ACTIVITY — Every line of the entries below that mentions "sign" is to be copied out.

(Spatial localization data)
* * * * *

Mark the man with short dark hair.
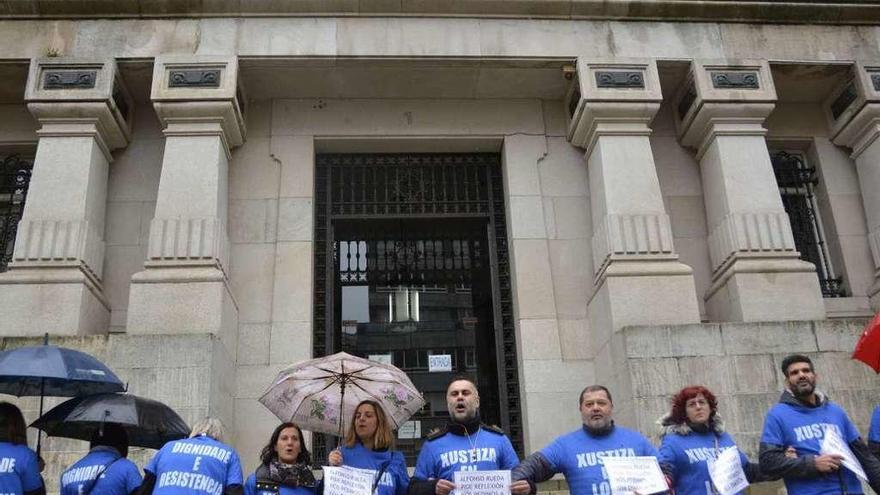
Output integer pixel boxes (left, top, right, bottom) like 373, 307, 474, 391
60, 424, 142, 495
408, 377, 529, 495
512, 385, 661, 495
760, 354, 880, 494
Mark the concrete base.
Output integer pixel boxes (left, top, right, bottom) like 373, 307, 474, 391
0, 267, 109, 336
127, 266, 239, 358
705, 258, 826, 322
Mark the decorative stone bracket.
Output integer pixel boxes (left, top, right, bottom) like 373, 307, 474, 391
151, 55, 246, 152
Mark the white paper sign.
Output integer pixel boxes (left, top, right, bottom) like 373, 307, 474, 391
820, 425, 867, 481
322, 465, 376, 495
428, 354, 453, 372
601, 456, 667, 495
369, 353, 393, 365
397, 420, 421, 439
453, 470, 511, 495
707, 447, 749, 495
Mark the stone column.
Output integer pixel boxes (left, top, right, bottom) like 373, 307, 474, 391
827, 62, 880, 310
127, 56, 245, 352
566, 60, 701, 336
675, 60, 824, 322
0, 58, 133, 335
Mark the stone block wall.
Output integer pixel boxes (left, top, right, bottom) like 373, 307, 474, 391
0, 334, 232, 494
620, 318, 879, 495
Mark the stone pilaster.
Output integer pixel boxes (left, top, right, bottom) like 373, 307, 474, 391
126, 56, 244, 354
827, 62, 880, 310
567, 59, 701, 333
0, 58, 133, 336
675, 60, 824, 322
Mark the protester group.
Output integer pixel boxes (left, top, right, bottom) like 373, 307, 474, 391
2, 353, 880, 495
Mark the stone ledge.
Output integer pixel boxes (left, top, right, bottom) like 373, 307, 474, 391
0, 1, 879, 24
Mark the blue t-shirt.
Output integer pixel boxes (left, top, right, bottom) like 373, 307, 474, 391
869, 405, 880, 443
761, 398, 863, 495
60, 447, 142, 495
539, 426, 659, 495
145, 435, 244, 495
658, 430, 749, 495
413, 427, 519, 482
337, 443, 409, 495
243, 474, 313, 495
0, 442, 43, 495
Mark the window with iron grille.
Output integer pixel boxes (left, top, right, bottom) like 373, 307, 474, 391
770, 150, 845, 298
0, 155, 32, 273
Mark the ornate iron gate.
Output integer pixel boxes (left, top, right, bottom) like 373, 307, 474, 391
313, 153, 522, 463
0, 155, 32, 273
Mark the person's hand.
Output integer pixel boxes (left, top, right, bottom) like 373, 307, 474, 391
435, 479, 455, 495
784, 446, 797, 459
510, 480, 530, 495
328, 449, 343, 467
814, 454, 843, 473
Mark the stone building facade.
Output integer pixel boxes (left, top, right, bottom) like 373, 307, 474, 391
0, 2, 880, 493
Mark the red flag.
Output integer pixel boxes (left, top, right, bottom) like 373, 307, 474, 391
853, 312, 880, 373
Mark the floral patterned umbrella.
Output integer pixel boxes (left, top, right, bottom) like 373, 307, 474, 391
259, 352, 425, 436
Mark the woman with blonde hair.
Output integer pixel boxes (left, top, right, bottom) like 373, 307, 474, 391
326, 400, 408, 495
138, 417, 244, 495
0, 402, 44, 495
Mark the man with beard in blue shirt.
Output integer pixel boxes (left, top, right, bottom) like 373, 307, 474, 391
408, 377, 530, 495
512, 385, 664, 495
759, 354, 880, 495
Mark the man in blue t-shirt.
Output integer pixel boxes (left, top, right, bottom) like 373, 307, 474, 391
868, 405, 880, 459
512, 385, 664, 495
60, 424, 141, 495
408, 377, 529, 495
759, 354, 880, 494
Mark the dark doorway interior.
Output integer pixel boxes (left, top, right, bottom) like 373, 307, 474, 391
312, 153, 521, 464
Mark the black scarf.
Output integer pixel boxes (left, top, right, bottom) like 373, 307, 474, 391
264, 460, 315, 488
448, 412, 482, 435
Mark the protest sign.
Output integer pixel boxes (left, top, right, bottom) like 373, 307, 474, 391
707, 447, 749, 495
820, 426, 867, 481
602, 456, 667, 495
453, 469, 511, 495
323, 465, 376, 495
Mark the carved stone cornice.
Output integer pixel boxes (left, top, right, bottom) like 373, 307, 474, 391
24, 58, 133, 154
565, 59, 662, 155
673, 60, 776, 159
827, 62, 880, 159
151, 55, 246, 152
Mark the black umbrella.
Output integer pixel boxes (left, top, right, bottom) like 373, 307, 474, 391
30, 393, 190, 449
0, 334, 125, 454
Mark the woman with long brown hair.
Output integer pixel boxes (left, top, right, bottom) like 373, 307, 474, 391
245, 422, 314, 495
0, 402, 45, 495
326, 400, 408, 495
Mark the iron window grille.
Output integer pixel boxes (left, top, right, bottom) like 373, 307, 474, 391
0, 155, 32, 273
770, 150, 845, 298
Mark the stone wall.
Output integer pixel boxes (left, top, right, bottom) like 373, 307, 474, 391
620, 318, 879, 495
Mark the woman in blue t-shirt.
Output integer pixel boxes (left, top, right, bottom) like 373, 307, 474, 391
326, 400, 409, 495
657, 386, 779, 495
0, 402, 44, 495
244, 423, 314, 495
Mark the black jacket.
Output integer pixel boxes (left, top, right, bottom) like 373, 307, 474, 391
758, 390, 880, 493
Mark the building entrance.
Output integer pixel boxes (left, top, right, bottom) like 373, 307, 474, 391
312, 153, 522, 463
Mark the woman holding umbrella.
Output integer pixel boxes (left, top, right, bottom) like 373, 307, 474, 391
245, 423, 314, 495
60, 424, 141, 495
0, 402, 45, 495
325, 400, 409, 495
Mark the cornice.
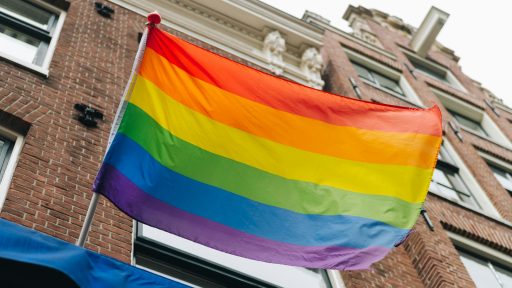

* * * * *

WRITTEN RESPONSE —
Mark the white paper sign.
Mark the protest sign.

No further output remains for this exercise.